PROBLEM REQUIREMENTS |
Reproduce the data exactly as given, except for any images.

Natural language region descriptions |
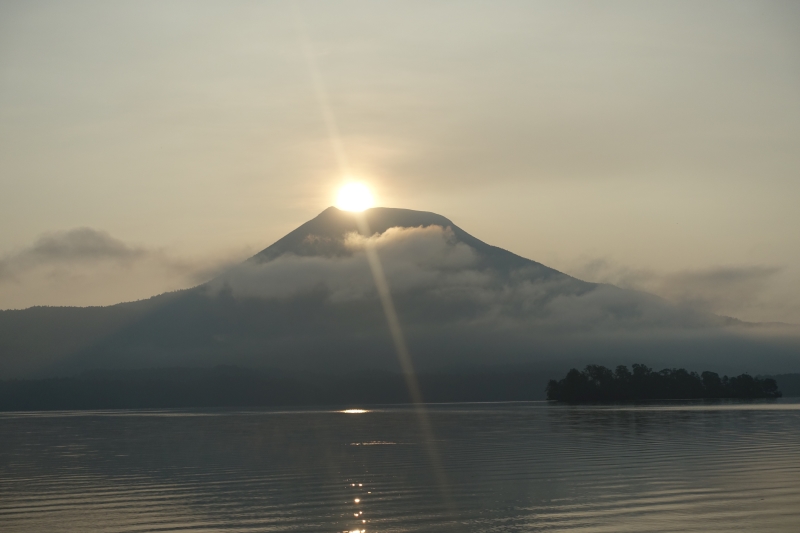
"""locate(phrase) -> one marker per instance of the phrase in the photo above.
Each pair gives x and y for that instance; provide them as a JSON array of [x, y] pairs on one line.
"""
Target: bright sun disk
[[354, 196]]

ANSWER SPACE |
"""locate(phrase) -> one marker per instance of the phrase in the photo above.
Each pair gives x and y for that instance; provide them as a JSON array of [x, y] pairs on one line.
"""
Target: bright sun disk
[[354, 196]]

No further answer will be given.